### GIVEN EXERCISE
From the data below, copy out each line that contains the word "wall". Match case exactly.

### MATERIAL SUPPLIED
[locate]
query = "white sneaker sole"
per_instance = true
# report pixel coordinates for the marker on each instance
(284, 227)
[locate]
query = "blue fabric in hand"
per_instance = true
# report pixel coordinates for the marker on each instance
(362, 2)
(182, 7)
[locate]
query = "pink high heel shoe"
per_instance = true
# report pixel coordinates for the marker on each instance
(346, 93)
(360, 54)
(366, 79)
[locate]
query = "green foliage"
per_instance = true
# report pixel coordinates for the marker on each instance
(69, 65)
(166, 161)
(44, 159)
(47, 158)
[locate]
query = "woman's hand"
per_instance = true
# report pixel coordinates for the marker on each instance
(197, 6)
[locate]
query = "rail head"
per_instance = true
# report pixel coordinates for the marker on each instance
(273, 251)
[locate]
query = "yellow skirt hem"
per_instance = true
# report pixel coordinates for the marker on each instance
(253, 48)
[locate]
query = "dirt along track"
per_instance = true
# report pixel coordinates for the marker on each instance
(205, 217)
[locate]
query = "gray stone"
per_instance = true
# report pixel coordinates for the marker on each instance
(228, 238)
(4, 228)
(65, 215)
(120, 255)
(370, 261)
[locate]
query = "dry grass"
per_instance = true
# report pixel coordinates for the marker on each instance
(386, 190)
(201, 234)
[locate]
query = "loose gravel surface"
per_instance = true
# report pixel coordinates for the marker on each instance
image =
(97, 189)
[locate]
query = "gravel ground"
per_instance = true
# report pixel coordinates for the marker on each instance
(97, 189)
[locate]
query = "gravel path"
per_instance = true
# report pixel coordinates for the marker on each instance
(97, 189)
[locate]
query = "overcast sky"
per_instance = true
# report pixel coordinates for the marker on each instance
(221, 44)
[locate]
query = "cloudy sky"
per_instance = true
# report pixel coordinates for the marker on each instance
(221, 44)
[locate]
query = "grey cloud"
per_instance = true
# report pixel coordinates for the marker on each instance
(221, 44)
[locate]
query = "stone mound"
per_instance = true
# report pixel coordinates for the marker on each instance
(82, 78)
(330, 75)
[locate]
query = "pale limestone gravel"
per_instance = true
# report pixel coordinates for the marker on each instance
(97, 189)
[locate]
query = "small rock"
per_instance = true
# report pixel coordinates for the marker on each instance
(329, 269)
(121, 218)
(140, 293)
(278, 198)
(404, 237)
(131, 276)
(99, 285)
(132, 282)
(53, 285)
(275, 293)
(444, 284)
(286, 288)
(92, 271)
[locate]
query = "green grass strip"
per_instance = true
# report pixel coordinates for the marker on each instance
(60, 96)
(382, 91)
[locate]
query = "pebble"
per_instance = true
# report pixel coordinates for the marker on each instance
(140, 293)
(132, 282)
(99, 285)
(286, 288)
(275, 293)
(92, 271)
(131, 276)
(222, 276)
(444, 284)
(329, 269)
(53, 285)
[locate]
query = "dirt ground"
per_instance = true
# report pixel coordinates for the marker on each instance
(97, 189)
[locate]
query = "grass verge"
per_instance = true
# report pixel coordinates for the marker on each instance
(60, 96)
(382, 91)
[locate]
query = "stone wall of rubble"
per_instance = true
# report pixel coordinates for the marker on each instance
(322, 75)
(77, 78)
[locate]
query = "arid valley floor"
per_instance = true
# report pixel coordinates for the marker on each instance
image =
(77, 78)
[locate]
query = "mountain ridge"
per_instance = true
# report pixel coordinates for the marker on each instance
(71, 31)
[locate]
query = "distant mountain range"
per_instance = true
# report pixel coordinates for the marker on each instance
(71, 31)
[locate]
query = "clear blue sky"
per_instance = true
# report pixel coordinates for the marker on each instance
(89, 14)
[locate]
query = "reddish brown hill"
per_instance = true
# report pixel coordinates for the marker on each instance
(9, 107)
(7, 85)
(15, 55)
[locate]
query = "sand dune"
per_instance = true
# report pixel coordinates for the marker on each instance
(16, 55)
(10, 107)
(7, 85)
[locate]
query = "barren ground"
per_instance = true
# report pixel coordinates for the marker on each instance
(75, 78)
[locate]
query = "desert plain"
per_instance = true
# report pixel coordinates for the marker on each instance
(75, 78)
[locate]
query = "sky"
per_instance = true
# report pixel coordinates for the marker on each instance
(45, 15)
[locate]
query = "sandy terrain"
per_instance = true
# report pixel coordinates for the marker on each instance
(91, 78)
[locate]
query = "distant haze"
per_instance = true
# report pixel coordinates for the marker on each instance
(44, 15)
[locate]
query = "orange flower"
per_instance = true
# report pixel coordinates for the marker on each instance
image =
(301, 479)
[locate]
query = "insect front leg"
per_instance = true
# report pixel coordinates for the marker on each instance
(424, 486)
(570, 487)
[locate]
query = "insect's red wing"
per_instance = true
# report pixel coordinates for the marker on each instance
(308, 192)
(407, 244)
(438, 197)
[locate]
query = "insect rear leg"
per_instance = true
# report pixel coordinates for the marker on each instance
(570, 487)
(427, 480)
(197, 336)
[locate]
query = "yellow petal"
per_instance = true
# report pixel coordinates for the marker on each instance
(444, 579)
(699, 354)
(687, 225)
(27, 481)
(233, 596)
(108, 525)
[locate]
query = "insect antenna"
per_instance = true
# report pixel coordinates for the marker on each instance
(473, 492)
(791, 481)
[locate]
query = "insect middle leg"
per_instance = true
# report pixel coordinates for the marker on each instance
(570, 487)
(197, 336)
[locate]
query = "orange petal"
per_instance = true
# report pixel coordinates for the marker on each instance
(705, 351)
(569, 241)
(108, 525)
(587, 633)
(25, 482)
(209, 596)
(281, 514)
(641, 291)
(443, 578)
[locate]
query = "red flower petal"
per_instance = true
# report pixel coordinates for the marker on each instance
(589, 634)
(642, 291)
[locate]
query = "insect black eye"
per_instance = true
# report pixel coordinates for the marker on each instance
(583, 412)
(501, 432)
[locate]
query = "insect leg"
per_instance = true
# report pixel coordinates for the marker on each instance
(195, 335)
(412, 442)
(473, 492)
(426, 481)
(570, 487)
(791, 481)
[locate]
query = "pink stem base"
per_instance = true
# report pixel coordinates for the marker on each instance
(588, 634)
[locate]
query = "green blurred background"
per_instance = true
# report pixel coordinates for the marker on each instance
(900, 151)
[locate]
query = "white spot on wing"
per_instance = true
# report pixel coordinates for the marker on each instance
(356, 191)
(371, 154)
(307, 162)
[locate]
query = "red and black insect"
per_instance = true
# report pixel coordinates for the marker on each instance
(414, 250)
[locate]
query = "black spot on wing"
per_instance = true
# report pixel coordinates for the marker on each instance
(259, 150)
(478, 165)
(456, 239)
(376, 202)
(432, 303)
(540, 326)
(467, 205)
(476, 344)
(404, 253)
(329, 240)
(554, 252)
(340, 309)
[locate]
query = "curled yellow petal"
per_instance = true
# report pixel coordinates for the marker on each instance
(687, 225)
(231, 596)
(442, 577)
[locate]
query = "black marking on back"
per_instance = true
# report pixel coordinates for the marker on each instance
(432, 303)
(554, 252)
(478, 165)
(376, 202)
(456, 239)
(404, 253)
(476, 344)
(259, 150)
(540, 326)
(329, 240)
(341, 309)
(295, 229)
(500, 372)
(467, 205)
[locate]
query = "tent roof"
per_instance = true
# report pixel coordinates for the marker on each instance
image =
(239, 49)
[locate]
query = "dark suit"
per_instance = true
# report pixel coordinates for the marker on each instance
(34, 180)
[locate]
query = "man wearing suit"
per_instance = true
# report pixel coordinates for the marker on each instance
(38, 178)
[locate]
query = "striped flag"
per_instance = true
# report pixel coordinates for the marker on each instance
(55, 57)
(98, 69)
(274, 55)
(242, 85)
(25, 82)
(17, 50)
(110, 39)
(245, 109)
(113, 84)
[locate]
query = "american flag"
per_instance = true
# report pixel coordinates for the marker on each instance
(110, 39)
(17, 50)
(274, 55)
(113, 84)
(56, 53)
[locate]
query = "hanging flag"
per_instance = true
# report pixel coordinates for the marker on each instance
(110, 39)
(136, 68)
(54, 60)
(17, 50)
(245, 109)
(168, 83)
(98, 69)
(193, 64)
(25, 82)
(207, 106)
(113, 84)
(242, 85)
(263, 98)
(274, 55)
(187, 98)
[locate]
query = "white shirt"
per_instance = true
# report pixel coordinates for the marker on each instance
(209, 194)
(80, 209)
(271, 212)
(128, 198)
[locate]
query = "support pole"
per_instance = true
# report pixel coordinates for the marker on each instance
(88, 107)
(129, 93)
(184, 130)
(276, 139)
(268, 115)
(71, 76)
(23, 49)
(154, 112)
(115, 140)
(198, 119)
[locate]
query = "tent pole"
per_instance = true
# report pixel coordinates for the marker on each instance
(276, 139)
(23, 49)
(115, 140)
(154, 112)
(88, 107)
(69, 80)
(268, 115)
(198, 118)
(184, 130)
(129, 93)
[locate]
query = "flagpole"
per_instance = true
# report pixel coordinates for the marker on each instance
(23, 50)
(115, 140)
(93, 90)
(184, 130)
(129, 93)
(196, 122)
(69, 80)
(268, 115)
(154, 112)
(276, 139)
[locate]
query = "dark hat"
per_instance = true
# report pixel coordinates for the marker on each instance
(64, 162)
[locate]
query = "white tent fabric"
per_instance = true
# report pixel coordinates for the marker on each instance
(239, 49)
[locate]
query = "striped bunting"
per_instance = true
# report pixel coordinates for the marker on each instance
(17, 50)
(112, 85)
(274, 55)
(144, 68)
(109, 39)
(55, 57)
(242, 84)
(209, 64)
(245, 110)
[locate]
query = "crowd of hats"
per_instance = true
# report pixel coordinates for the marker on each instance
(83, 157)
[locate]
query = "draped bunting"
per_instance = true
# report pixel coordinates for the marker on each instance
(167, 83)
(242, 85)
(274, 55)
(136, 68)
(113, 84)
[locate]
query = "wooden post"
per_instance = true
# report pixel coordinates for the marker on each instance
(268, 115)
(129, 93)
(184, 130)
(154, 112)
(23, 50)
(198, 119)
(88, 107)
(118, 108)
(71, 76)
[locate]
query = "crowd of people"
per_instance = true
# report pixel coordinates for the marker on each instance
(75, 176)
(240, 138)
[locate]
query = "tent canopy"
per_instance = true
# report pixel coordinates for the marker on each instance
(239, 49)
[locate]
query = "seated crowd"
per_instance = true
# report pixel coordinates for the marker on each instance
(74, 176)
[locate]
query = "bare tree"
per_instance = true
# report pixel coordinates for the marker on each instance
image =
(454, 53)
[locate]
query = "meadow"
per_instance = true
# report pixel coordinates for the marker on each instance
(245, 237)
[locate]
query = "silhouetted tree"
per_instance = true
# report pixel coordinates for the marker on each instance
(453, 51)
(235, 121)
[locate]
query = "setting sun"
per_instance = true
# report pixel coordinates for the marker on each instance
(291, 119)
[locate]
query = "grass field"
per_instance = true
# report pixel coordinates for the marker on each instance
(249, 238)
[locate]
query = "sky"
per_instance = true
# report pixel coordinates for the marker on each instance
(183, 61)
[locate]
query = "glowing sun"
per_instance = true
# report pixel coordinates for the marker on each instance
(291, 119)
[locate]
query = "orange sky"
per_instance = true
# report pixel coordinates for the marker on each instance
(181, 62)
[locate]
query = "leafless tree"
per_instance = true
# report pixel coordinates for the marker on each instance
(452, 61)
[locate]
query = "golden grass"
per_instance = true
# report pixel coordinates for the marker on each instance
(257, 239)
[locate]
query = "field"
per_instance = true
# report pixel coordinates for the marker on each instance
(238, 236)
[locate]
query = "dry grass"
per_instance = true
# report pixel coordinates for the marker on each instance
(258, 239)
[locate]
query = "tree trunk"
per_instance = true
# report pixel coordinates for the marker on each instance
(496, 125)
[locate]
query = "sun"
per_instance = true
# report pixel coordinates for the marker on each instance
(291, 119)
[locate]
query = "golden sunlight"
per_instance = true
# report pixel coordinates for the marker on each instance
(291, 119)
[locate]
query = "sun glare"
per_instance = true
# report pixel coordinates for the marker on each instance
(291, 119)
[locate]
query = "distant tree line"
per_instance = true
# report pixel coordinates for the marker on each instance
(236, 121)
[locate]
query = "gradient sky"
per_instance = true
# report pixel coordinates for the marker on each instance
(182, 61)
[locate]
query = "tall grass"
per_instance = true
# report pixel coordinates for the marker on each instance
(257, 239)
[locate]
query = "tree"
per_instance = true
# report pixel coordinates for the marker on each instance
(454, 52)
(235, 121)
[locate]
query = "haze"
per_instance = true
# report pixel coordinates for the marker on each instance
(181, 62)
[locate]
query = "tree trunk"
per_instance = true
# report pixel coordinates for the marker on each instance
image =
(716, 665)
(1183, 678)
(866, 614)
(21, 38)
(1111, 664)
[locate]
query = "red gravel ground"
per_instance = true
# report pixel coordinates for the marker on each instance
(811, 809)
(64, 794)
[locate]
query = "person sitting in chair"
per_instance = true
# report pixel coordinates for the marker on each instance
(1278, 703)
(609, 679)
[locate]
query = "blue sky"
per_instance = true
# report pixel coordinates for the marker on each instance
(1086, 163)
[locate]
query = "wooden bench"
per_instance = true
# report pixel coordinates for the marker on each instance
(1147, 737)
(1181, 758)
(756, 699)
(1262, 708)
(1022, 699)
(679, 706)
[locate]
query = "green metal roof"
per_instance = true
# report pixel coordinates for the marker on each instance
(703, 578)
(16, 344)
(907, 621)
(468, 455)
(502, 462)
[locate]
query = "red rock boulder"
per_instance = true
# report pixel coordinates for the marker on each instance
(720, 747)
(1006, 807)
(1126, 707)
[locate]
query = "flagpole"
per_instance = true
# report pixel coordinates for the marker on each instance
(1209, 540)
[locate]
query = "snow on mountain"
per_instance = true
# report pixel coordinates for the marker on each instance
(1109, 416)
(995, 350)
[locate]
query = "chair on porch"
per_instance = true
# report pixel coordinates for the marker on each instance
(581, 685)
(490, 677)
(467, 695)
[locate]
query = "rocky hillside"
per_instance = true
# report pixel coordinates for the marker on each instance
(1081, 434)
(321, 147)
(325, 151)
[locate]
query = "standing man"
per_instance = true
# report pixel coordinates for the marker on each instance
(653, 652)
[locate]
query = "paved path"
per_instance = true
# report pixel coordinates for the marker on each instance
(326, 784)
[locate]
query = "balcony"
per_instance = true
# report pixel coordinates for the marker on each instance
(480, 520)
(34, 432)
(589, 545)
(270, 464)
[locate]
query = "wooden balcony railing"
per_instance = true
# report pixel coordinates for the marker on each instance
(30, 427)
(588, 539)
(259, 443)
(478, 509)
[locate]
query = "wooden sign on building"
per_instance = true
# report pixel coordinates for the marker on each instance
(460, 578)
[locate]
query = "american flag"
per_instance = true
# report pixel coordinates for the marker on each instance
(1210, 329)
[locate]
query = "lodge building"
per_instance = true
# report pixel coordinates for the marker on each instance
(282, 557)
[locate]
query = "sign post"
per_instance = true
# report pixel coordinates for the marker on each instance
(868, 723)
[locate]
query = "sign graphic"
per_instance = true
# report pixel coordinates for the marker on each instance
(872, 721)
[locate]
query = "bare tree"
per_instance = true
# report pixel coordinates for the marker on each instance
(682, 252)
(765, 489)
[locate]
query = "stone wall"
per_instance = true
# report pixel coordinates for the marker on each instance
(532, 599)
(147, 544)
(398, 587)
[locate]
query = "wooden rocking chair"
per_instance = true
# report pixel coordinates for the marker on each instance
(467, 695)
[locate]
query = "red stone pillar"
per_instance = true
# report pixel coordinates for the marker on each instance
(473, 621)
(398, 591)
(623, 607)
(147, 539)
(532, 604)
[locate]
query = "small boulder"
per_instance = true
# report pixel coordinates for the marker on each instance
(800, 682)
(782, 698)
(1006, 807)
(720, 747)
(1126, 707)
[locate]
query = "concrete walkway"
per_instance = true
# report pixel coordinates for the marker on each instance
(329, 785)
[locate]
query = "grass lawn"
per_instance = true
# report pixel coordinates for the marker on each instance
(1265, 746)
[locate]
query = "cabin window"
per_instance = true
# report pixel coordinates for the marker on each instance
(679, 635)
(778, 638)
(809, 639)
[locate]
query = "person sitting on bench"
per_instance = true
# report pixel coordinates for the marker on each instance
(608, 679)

### ANSWER FOR THE TASK
query = "stone wall of rubble"
query = "stone wall"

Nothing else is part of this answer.